### GIVEN TEXT
In case of CSL styles, reference management software like Zotero and Mendeley can read each other's citations in LibreOffice. This is made possible by following a specific format of document annotations, embedding information in CSL JSON. In JabRef, the internal format of references is currently a JabRef-custom format. It should be changed to a format used by Zotero, so that cross-compatibility can be ensured. See the discussion at https://github.com/JabRef/jabref/issues/2146#issuecomment-891432507 for details. This includes: i) Implementation of that format, ii) Implementation of a converter from the "old" JabRef-Format to the new one. The converter could be implemented within OpenOffice (similar to JabRef_LibreOffice_Converter).
- Expected deliverable: One can seamlessly switch working with LibreOffice documents having citations from Zotero and JabRef.

Skills required:

Java, JavaFX

Possible Mentors:

@Siedlerchr, @subhramit

Project size:

350h (large): If (Project 1 + Project 2 + Project 3)
######
GIVEN INSTRUCTION 1: Based on the project description on JabRef citation compatibility, decide whether each statement agrees with it: (a) JabRef currently stores references internally in a format used by Zotero; (b) the listed project size is 350 hours; (c) Python is among the required skills. For each, answer yes or no and quote the deciding words.
### DATA ROWS
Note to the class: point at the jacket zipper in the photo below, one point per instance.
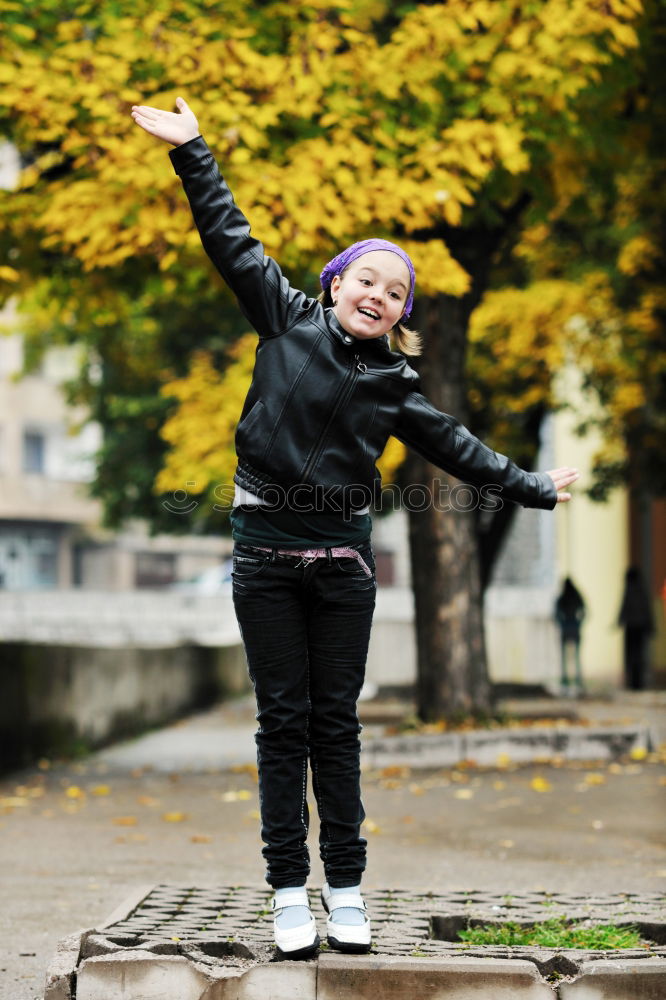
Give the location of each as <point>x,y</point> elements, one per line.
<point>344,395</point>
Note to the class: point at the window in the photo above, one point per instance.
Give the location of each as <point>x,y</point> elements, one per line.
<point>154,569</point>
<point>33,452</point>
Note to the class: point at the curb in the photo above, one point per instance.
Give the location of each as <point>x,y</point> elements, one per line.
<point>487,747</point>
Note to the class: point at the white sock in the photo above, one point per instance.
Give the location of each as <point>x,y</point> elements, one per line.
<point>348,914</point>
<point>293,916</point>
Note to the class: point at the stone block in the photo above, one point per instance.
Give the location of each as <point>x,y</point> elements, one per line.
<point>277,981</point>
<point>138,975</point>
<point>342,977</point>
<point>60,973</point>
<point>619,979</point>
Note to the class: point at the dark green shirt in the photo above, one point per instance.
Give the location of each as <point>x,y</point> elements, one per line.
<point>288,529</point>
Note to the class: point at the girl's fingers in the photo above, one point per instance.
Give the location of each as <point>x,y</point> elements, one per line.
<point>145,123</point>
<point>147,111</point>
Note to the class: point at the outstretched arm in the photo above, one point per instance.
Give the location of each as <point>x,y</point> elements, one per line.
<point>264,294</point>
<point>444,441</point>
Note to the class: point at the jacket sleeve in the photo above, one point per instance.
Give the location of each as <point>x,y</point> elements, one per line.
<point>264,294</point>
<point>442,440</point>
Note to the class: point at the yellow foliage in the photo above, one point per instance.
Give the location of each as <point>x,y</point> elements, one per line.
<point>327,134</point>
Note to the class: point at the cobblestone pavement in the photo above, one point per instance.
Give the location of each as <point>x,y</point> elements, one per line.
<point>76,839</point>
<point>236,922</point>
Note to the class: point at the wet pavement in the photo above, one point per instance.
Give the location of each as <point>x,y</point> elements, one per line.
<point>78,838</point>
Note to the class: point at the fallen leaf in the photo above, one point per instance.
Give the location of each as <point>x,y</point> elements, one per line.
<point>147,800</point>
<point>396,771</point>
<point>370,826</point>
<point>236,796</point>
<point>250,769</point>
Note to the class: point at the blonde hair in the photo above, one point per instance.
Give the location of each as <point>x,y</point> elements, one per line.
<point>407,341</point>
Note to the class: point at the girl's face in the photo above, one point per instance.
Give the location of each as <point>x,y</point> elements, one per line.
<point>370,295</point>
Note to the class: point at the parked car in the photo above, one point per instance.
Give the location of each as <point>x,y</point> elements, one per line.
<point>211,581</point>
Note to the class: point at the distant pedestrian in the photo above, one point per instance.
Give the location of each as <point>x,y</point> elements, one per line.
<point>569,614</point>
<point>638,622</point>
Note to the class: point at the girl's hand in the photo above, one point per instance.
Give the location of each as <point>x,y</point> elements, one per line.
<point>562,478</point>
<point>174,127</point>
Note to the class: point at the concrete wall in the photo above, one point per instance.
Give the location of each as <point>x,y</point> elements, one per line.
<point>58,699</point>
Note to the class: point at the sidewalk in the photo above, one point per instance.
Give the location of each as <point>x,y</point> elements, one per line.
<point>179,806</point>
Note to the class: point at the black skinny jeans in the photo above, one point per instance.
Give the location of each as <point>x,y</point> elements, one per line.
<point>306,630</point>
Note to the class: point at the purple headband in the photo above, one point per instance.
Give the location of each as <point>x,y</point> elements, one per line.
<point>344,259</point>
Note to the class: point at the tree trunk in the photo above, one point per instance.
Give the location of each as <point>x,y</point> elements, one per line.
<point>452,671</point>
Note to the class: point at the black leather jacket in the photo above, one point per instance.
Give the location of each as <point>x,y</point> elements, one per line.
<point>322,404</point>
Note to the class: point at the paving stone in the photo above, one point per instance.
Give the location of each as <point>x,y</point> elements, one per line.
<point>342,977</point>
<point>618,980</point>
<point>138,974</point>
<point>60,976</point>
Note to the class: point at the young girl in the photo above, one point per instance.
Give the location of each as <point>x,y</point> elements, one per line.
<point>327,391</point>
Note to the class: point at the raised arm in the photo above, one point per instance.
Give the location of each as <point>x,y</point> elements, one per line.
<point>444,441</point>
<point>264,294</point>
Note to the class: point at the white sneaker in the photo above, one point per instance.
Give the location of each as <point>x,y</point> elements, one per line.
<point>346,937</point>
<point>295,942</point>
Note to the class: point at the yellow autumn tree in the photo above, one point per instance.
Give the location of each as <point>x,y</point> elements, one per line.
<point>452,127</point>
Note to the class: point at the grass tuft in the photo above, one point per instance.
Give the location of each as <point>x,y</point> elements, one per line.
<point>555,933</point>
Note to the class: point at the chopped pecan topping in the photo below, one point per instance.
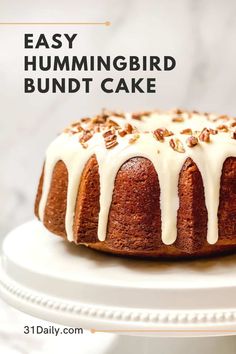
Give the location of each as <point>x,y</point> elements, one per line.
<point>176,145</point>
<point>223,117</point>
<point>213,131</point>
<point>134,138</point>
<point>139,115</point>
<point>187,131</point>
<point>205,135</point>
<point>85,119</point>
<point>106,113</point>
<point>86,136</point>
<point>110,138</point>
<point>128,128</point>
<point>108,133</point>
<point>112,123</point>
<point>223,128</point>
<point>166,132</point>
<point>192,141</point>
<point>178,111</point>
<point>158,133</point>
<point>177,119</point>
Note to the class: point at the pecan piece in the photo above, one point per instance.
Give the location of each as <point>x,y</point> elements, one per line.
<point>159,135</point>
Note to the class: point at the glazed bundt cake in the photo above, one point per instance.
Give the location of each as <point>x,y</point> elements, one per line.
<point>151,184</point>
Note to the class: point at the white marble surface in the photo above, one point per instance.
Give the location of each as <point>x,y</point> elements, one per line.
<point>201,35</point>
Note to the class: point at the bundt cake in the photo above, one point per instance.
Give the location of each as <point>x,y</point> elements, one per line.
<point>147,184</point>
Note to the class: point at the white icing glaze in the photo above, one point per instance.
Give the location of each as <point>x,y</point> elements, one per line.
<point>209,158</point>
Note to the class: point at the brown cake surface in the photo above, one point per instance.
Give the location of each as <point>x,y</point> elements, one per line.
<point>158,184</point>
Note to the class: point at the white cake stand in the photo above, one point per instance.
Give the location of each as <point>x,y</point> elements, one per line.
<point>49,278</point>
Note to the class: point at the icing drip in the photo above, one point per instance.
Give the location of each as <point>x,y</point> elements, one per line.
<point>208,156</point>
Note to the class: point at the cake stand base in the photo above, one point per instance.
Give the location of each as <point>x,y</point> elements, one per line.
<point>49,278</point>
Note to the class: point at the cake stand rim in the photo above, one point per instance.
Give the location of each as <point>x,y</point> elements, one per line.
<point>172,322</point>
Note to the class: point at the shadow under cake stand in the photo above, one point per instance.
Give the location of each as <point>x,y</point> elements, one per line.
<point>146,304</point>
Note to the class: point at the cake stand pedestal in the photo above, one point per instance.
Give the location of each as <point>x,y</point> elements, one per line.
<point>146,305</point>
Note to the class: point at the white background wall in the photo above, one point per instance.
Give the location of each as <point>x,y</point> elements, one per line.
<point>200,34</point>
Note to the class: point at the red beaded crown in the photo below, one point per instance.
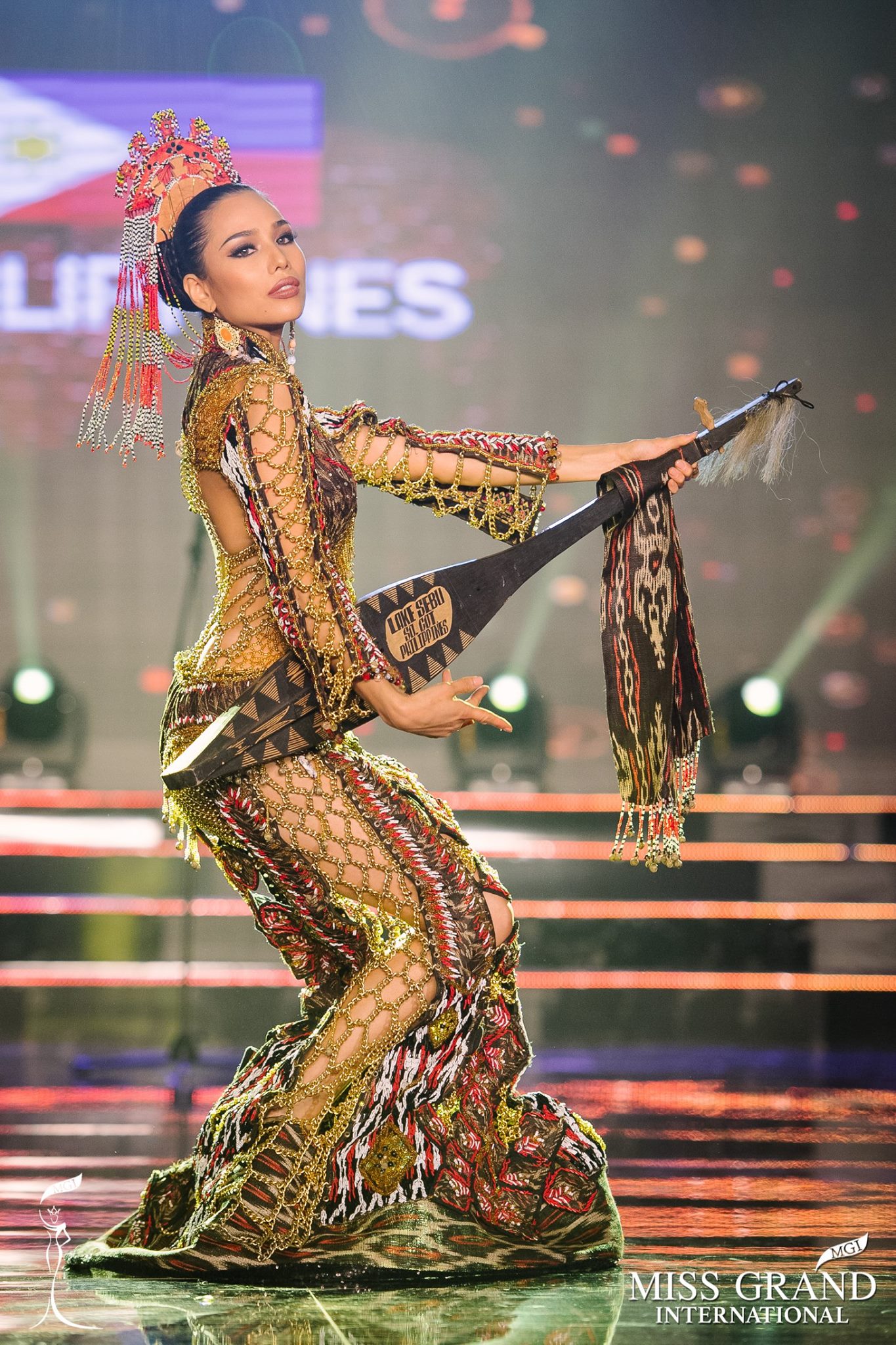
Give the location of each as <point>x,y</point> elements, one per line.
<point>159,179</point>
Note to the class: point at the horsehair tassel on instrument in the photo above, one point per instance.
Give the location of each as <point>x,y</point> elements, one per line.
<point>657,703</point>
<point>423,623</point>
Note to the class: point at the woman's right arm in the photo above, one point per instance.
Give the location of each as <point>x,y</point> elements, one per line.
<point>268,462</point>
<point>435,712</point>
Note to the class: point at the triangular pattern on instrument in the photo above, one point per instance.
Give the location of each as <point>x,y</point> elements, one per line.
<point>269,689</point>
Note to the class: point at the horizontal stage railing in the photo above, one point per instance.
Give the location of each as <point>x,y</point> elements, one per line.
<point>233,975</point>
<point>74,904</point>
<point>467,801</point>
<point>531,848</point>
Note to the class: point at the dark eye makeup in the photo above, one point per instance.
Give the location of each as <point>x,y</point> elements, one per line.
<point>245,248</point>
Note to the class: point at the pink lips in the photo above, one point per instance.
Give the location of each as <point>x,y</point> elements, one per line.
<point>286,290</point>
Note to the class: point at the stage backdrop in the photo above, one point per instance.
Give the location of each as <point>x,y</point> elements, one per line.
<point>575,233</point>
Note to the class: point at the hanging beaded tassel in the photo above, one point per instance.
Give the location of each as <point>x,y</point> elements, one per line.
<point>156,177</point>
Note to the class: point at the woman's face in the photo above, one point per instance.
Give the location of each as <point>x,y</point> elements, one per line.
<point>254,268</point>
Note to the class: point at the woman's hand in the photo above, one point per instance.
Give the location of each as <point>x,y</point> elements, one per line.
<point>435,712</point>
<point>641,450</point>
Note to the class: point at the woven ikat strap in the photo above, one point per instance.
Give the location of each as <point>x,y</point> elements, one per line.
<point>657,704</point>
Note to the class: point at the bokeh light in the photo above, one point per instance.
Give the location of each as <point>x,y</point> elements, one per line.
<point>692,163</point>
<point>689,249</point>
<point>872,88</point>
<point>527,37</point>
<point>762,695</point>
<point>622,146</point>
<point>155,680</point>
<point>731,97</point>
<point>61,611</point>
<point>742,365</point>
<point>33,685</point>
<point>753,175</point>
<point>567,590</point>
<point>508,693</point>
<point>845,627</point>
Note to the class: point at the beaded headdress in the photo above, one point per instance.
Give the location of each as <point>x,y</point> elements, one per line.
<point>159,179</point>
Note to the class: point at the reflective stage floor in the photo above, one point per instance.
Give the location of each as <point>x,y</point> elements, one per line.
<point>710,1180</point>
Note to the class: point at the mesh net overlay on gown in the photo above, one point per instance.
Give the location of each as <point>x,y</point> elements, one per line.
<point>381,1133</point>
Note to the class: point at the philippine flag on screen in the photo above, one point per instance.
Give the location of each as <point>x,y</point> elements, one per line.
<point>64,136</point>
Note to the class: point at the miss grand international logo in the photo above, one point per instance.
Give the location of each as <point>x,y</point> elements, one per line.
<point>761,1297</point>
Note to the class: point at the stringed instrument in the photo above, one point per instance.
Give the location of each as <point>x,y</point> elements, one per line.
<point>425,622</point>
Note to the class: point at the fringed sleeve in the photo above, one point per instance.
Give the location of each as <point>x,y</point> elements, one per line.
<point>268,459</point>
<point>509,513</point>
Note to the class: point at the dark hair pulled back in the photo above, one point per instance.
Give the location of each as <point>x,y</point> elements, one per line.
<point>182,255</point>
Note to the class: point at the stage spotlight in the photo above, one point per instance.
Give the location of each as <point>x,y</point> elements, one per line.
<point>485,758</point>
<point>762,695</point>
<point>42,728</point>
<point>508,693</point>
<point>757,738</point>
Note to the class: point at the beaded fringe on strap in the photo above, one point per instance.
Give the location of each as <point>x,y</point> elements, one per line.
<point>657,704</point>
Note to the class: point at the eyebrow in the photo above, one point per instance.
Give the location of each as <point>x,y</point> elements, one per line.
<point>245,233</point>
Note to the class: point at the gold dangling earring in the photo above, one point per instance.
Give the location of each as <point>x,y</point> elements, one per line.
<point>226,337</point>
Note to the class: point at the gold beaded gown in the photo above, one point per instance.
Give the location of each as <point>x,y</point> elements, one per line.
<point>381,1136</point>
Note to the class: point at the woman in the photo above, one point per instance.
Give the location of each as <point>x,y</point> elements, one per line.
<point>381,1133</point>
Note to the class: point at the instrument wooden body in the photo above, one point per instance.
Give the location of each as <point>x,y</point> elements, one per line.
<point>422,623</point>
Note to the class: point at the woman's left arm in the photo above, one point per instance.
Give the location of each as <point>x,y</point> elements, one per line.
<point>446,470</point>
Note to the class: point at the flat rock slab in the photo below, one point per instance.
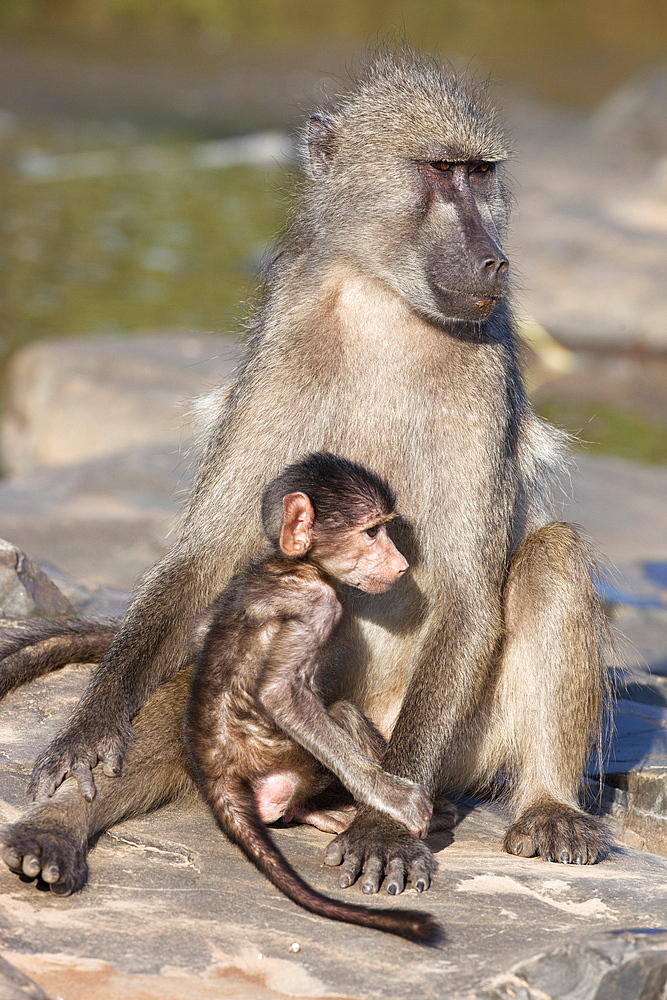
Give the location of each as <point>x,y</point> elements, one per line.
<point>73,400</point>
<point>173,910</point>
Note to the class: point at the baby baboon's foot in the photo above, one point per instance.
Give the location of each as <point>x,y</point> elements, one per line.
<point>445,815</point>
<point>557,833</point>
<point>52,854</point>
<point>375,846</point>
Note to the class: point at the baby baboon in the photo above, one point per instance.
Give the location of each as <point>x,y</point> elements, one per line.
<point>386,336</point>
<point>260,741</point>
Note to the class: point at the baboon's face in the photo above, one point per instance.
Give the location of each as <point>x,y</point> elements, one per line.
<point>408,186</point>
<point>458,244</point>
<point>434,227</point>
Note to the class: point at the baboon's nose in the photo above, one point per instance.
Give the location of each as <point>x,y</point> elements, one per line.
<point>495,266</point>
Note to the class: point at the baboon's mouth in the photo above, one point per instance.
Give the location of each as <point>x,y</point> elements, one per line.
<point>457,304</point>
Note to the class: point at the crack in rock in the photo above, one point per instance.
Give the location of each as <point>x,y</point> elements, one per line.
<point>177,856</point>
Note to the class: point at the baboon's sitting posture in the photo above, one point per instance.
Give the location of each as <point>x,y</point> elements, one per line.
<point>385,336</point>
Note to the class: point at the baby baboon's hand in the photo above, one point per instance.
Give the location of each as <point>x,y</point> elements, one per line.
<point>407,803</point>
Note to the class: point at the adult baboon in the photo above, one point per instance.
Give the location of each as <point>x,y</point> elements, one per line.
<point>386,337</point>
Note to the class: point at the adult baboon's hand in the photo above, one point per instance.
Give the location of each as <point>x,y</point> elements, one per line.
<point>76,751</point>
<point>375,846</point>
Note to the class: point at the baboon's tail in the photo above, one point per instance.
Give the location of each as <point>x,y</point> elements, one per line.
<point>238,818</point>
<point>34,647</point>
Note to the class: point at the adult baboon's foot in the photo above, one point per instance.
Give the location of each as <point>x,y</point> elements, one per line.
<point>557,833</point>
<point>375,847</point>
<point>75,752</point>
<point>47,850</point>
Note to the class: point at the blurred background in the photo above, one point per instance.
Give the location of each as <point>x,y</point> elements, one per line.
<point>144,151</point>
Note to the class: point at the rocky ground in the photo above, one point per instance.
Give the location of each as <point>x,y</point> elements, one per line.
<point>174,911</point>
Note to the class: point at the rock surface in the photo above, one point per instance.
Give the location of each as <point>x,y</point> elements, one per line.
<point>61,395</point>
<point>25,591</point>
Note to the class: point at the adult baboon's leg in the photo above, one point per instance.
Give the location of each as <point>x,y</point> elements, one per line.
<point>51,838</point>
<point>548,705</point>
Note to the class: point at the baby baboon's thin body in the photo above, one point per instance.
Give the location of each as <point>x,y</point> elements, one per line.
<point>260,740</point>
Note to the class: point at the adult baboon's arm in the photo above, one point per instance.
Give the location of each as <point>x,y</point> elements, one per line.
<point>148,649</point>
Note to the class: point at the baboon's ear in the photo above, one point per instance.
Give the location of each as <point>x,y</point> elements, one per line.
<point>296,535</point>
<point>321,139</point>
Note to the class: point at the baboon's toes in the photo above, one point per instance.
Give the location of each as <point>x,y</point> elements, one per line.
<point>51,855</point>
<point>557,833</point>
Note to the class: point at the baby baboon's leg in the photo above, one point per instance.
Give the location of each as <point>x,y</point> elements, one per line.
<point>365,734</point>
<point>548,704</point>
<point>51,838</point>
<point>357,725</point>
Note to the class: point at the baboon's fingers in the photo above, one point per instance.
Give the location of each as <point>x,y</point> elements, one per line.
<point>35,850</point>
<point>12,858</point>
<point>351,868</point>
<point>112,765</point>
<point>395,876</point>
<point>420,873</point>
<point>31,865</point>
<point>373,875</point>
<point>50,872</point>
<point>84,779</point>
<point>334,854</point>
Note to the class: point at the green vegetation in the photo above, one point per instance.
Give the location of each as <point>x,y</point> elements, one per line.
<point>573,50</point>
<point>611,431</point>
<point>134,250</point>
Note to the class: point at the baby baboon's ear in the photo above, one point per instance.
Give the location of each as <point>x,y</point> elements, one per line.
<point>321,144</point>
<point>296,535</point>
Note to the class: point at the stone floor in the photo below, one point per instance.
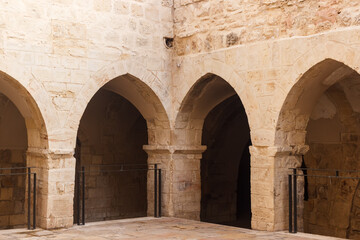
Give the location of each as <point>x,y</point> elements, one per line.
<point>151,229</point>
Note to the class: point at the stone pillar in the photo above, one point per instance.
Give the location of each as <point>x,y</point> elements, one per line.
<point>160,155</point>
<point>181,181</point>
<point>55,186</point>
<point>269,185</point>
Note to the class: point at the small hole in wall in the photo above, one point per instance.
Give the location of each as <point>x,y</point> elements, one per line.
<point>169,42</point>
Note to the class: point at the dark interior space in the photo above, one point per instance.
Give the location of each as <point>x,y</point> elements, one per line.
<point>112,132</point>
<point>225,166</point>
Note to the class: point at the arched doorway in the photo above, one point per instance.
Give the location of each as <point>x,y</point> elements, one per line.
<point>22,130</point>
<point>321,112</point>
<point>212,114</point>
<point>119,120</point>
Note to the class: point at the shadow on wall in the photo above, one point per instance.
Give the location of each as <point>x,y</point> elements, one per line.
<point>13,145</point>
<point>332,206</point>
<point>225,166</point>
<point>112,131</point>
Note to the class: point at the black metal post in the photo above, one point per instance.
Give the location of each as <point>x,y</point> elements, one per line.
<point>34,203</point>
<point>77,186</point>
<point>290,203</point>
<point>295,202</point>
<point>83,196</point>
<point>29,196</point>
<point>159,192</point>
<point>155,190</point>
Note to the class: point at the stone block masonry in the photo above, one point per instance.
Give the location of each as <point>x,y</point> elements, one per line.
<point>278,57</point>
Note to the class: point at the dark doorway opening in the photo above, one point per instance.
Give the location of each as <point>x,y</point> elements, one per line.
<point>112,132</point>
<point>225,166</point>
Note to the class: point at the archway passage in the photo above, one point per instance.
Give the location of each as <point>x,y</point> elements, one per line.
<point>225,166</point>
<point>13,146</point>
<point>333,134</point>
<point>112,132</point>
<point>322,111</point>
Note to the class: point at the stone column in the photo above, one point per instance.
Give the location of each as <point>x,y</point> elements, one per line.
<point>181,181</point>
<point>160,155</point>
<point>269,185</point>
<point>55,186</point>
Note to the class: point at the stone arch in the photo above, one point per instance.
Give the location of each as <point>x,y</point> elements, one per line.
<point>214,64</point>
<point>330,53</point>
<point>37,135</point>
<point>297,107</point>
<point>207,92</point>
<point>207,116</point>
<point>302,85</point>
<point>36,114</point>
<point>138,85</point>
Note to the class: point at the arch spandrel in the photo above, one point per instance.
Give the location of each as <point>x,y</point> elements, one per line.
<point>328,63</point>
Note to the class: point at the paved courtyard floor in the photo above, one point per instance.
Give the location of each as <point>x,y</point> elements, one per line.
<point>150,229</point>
######
GIVEN INSTRUCTION 2: Reproduce the rows verbatim, everything from the line containing "Note to the class: point at the crack" down to the line containing "<point>386,337</point>", with both of those lines included.

COMPLETE RESPONSE 1:
(a) No: "In JabRef, the internal format of references is currently a JabRef-custom format."
(b) Yes: "350h (large)"
(c) No: "Java, JavaFX"

COMPLETE RESPONSE 2:
Note to the class: point at the crack in rock in the photo above, one point per instance.
Give the location of each as <point>x,y</point> elements, one per line.
<point>177,856</point>
Note to the class: point at the baboon's sitting posture in the photo above, one point per instance.
Give the location of each as <point>x,y</point> elements, one per line.
<point>385,336</point>
Note to the class: point at the baby baboon's hand in the photo above, one point per instance.
Give the location of each as <point>x,y</point> elements, one per line.
<point>407,803</point>
Note to the class: point at the adult baboon in the photo above, one point per instance.
Give the location of each as <point>x,y</point> elements, one per line.
<point>386,337</point>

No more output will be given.